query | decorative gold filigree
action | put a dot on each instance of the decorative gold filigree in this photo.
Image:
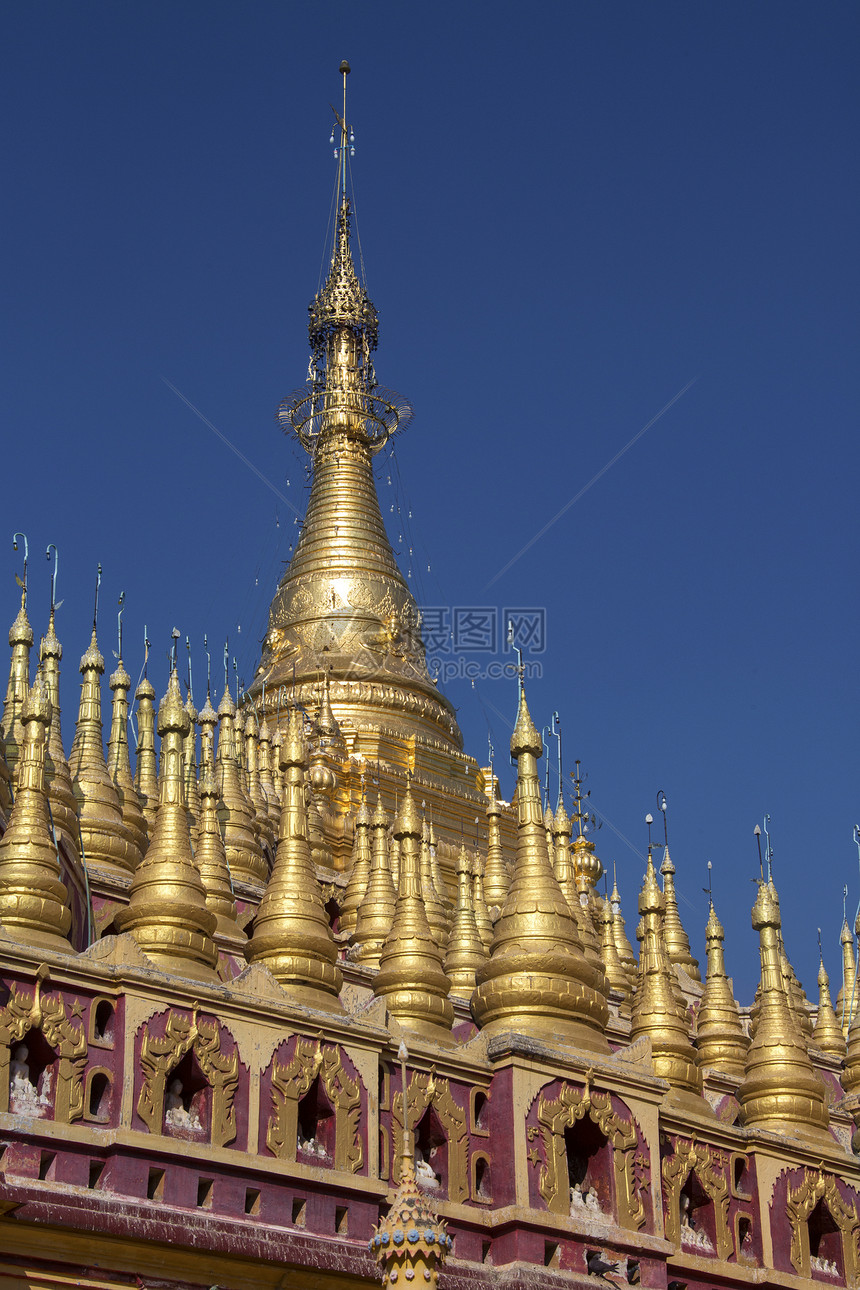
(800, 1204)
(289, 1085)
(427, 1090)
(709, 1169)
(160, 1055)
(65, 1036)
(629, 1166)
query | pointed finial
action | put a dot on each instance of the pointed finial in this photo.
(53, 577)
(98, 583)
(22, 582)
(662, 805)
(119, 626)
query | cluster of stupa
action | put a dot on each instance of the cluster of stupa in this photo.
(527, 943)
(237, 937)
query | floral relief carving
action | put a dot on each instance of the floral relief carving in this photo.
(629, 1166)
(159, 1055)
(63, 1033)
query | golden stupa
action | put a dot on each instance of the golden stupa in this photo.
(212, 970)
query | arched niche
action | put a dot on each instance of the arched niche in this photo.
(431, 1152)
(315, 1126)
(589, 1171)
(98, 1093)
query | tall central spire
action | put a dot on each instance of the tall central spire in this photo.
(343, 606)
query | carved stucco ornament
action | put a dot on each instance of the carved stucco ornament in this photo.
(25, 1013)
(290, 1081)
(711, 1171)
(800, 1204)
(427, 1090)
(159, 1055)
(628, 1165)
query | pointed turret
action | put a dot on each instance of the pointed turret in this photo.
(377, 908)
(780, 1090)
(655, 1009)
(360, 871)
(244, 854)
(190, 765)
(720, 1033)
(466, 951)
(827, 1036)
(411, 979)
(267, 835)
(106, 840)
(267, 779)
(676, 939)
(292, 933)
(58, 781)
(12, 726)
(119, 766)
(478, 901)
(34, 903)
(497, 879)
(146, 778)
(166, 912)
(538, 978)
(343, 599)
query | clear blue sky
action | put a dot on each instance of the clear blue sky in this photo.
(566, 212)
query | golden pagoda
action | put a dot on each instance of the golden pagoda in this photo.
(200, 1044)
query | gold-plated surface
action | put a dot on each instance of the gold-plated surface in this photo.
(292, 934)
(828, 1036)
(656, 1014)
(677, 943)
(436, 912)
(478, 901)
(166, 911)
(411, 979)
(360, 871)
(721, 1039)
(343, 605)
(32, 898)
(146, 772)
(466, 951)
(847, 997)
(119, 766)
(377, 910)
(106, 841)
(537, 978)
(190, 765)
(497, 876)
(58, 781)
(244, 853)
(19, 641)
(780, 1089)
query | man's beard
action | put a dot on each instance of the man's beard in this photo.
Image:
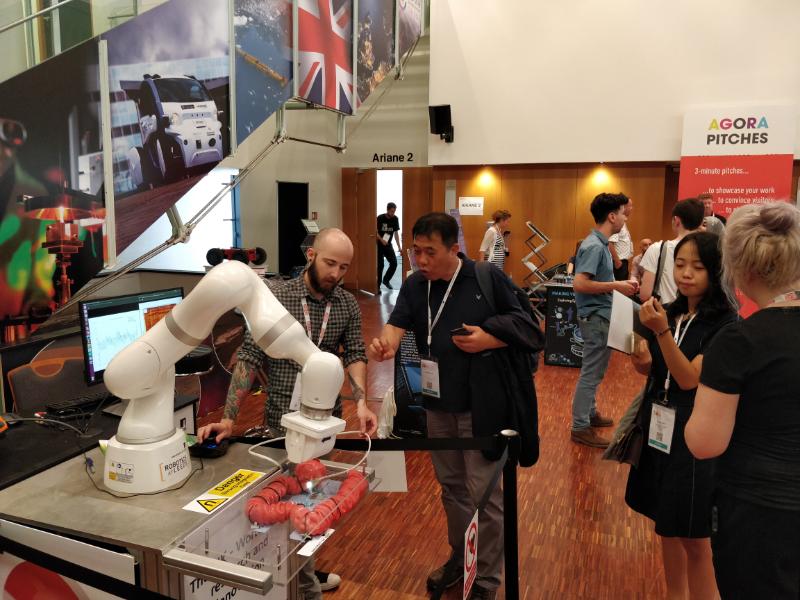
(317, 285)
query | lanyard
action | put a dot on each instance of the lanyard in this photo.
(432, 324)
(307, 317)
(678, 340)
(787, 297)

────

Write out all of the data above again, swapping every "put a dot on" for "place a mark on" and leaving everything else untouched. Omit the pictures from your answer.

● **Reply**
query | decorative gold filigree
action | place a mark on each instance of the decorative gold filigree in this photo.
Image:
(800, 1204)
(289, 1085)
(427, 1090)
(709, 1169)
(160, 1055)
(65, 1036)
(629, 1166)
query | pointed finial
action | place a mark on each instance of the pointed finial in this photo.
(53, 577)
(98, 583)
(22, 582)
(662, 805)
(119, 626)
query | cluster of stupa
action | place a mark on each instance of the cluster of stupa in this photo.
(527, 943)
(237, 937)
query | floral relief carving
action | place a mark on each instance of the floral relief carving in this photo.
(629, 1166)
(159, 1055)
(63, 1033)
query | golden stupa
action | place a mark on each instance of the golden stupa in this photo.
(212, 970)
query | arched niche
action | place a mark on each instance of the arched niche in this photo.
(431, 1152)
(315, 1126)
(589, 1171)
(98, 1093)
query | tall central spire
action | place a mark on each instance of the tall central spire in this photo.
(343, 606)
query | carved stucco ornament
action | place a mark on each instance of the carved stucco ornament in this photo.
(25, 1013)
(290, 1081)
(711, 1171)
(800, 1204)
(427, 1090)
(159, 1055)
(628, 1165)
query | pointed turret
action | place a mark on each instance of the pointed turret in this photo.
(377, 908)
(780, 1090)
(655, 1009)
(360, 871)
(244, 854)
(190, 765)
(720, 1033)
(466, 951)
(827, 1036)
(411, 979)
(267, 835)
(106, 840)
(267, 779)
(676, 939)
(292, 933)
(58, 781)
(12, 726)
(119, 766)
(478, 901)
(34, 903)
(497, 879)
(146, 778)
(166, 912)
(538, 978)
(343, 599)
query | clear blue sky
action | place a mark on each instance of the clear blue sky in this photo.
(566, 212)
query | golden pagoda
action | place a mark on each instance of the golden pagoda in this photo.
(200, 1044)
query | gold-plated surface
action | place a mark on each instance of the gold-plated surface in this photo.
(292, 934)
(828, 1036)
(656, 1014)
(677, 943)
(436, 912)
(478, 901)
(166, 911)
(411, 979)
(360, 871)
(721, 1039)
(343, 605)
(32, 898)
(146, 772)
(466, 951)
(847, 997)
(119, 766)
(377, 910)
(106, 841)
(537, 978)
(190, 765)
(497, 876)
(58, 781)
(244, 853)
(19, 641)
(780, 1089)
query | man's beard
action | place a mark on each instance of the man's beard in this photo.
Image:
(317, 285)
query | lanyard
action | place a mark on each instance of the lanyard in this photo.
(432, 324)
(307, 317)
(678, 340)
(787, 297)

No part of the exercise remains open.